Natural-language object grounding data:
+++
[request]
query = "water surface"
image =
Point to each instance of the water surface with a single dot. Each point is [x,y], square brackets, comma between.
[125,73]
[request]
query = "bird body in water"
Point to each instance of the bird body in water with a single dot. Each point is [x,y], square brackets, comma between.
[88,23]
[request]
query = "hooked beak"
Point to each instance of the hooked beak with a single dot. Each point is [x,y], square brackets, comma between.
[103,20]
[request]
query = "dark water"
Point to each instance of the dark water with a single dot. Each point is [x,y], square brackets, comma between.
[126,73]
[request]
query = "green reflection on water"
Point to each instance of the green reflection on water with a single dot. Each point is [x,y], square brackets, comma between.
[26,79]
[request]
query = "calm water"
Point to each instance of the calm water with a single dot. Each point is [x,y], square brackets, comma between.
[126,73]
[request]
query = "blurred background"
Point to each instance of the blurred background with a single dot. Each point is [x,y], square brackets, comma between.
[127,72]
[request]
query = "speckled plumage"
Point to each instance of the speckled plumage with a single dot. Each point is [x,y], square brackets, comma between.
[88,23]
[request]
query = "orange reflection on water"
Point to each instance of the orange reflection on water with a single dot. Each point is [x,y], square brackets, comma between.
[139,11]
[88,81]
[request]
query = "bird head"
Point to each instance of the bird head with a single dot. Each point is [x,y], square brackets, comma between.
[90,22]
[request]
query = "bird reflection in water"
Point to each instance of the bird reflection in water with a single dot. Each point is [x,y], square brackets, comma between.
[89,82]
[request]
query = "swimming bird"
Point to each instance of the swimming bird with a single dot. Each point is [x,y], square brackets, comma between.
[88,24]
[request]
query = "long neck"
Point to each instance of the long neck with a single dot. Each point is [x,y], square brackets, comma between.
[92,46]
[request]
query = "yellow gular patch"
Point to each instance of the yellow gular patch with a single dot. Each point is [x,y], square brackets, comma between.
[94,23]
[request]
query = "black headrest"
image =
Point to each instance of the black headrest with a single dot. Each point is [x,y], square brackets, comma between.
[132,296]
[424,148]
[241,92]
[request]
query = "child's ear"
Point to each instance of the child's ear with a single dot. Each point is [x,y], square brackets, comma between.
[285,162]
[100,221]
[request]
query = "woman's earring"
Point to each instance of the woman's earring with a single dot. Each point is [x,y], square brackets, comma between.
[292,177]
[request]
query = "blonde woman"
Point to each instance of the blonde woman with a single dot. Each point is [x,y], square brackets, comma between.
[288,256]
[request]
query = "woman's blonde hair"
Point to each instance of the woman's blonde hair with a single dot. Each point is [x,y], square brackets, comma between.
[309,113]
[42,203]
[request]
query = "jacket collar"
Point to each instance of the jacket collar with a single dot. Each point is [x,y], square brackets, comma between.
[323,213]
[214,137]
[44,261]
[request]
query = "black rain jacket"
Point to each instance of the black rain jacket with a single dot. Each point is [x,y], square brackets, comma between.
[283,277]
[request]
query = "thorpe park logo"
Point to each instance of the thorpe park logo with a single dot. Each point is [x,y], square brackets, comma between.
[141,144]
+++
### TASK REQUIREMENTS
Exactly as written, give the records again.

### ANSWER FOR THE TASK
[request]
query = "water surface"
image =
Point to each instance of the water surface with a single dot. Each point is [x,y], square brackets, comma between.
[125,73]
[request]
query = "bird body in water"
Point to each instance of the bird body in water with a single dot. Each point is [x,y], square brackets, comma between.
[88,23]
[request]
query = "hooked beak"
Point to each instance of the hooked beak with a single dot. Each point is [x,y], square brackets, comma between.
[103,20]
[request]
query = "dark water"
Point to each instance of the dark water with a single dot. Each point is [x,y], square brackets, comma between.
[126,73]
[request]
query = "green reflection on water"
Point to each instance of the green reflection on water with a single dot. Each point is [x,y], square brackets, comma between.
[26,79]
[request]
query = "calm water"
Point to each instance of the calm water with a single dot. Each point is [x,y], square brackets, comma between.
[126,73]
[request]
query = "blurred background"
Point to each instance of the blurred background with a single dot. Each point is [x,y], square brackets, comma between.
[127,72]
[request]
query = "speckled plumage"
Point to each instance of the speckled plumage with a single dot. Each point is [x,y], square brackets, comma between.
[88,23]
[request]
query = "orange reflection on water"
Point to each instance of the orange reflection on water with a single dot. Each point is [x,y], square brackets, comma between.
[139,11]
[88,81]
[request]
query = "bird head"
Point to each instance of the bird head with a single dot. Each point is [x,y], square brackets, comma between.
[90,22]
[request]
query = "bird reflection in water"
Point to each instance of the bird reflection in water with a single dot. Each point is [x,y], square brackets, comma between.
[89,82]
[request]
query = "swimming bird"
Point to each instance of the swimming bird with a single dot. Each point is [x,y], square brackets, comma between.
[88,24]
[request]
query = "long neck"
Point to each instance of the long neck with a single dot. Each point is [x,y], square brackets, comma between.
[92,46]
[request]
query = "yellow gular patch"
Point to each instance of the yellow gular patch with a single dot. Each point is [x,y], square brackets, comma between.
[94,23]
[request]
query = "black headrest"
image =
Point to each instance of the black headrest with a single dot. Each point is [x,y], square brackets, comma between.
[132,296]
[424,148]
[241,92]
[request]
query = "child's ear"
Point to each instance of the child's ear with a single dot. Each point is [x,y], square brackets, comma between.
[285,162]
[100,221]
[request]
query = "woman's earring"
Point to each instance of the woman's earring with a single dot. Each point is [x,y], square brackets, comma between.
[292,177]
[request]
query = "blonde woman"
Point to each instance of the blonde woman with a single dot. Each point is [x,y], square brackets, comma between.
[288,256]
[request]
query = "woman's blonde hair"
Point to each instance of the woman's blonde hair with a single dot. Each point is [x,y], square brackets, comma between.
[309,113]
[42,203]
[request]
query = "jacket collar"
Point to each instance of the jacket collar with a single dot. Each point is [x,y], square brackets, comma between.
[323,213]
[214,137]
[44,261]
[request]
query = "black rain jacket"
Point to each instance of the black rain jacket with a single dot. Each point is [x,y], square brackets, comma between.
[283,277]
[request]
query = "thorpe park logo"
Point to each instance of the thorpe park logo with a single dot. Each point is [x,y], square brackets, comma between.
[141,144]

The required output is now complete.